_EXERCISES_:
[1] In the text on the Iraq invasion, how did a post-war US report describe the chemical weapons that were found?
[2] Continue the text on the Iraq invasion from where it stops.

A high-cost invasion with little return

A search for weapons of mass destruction — Tony Blair and George Bush’s much touted justification for an invasion — would find only traces of chemical weapons, mostly aged and unusable shells described by a post-war US report as “not militarily significant".

Mr Blair had previously insisted, in a now famous speech to the British Parliament in March 2003, that Iraq's weapons programmes were active and comprised thousands of tonnes of WMDs hidden in huge stockpiles.

Coalition forces, mainly US and British, were greatly overstretched and a massive insurgency erupted, in part driven by former soldiers who had been dismissed from Iraq's disbanded army and members of the ousted Baath party.

The invaders had planned for a number of scenarios: a wave of displaced civilians, disease outbreaks and Saddam's troops setting fire to oil wells, among others.

But they were completely unprepared for a surge in armed resistance and sectarian violence, although it was a risk described in pre-war US intelligence assessments.

Shootings and abuses of civilians became commonplace. Many were killed at checkpoints manned by overzealous or nervous coalition soldiers.

_INPUT DATA_:
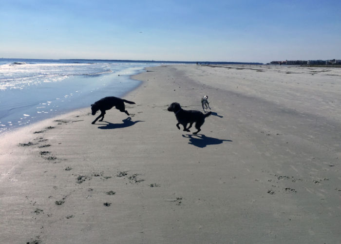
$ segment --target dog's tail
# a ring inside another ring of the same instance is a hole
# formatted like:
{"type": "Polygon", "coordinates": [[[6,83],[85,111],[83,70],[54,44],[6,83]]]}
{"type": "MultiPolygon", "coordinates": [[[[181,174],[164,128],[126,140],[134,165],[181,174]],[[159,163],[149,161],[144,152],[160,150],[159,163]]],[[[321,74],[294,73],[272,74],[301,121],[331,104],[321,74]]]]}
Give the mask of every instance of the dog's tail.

_ANSWERS IN ORDER_:
[1] As "not militarily significant"

[2]
More abuses would follow, most notoriously at the Abu Ghraib prison in 2004.

Politicians in Washington bickered over whether Iraq should be rebuilt and guided to democracy, a view held by Mr Bush and Paul Bremer, the US civilian administrator given the power to rule by decree between May 2003 and June 2004.

Tasked with helping establish an Iraqi interim government, largely made up of Iraqi exiles, and overseeing initial reconstruction, Mr Bremer pressed the US president for a longer term commitment that he likened to “a marathon”. Critics said it would be an extended occupation.

Others believed the US had largely completed its mission by removing Saddam, a view shared by Bush administration officials Rumsfeld, Dick Cheney and Paul Wolfowitz, who told Congress: “Iraq can really finance its own reconstruction, and relatively soon.”

Douglas Feith, Rumsfeld’s deputy, would later say the primary goal of the war should have been “safeguarding Americans from the threats posed by Saddam’s regime” rather than building democracy.

Mr Bremer said substantial reconstruction funds would be needed, in the end totalling $60 billion of US funds and $146bn in Iraqi funds out of a total war cost of around $1 trillion. The vast majority of the cost comprised security expenditure as coalition forces and reconstruction operations were threatened across most of Iraq.

Lack of agreement on the way forward, what Mr Bremer called “bifurcated” pre-war planning between government agencies, led to ad hoc and inefficient reconstruction plans that wasted US and Iraqi funds.

Most Iraqi cities still lack a proper power supply, sanitation and clean water.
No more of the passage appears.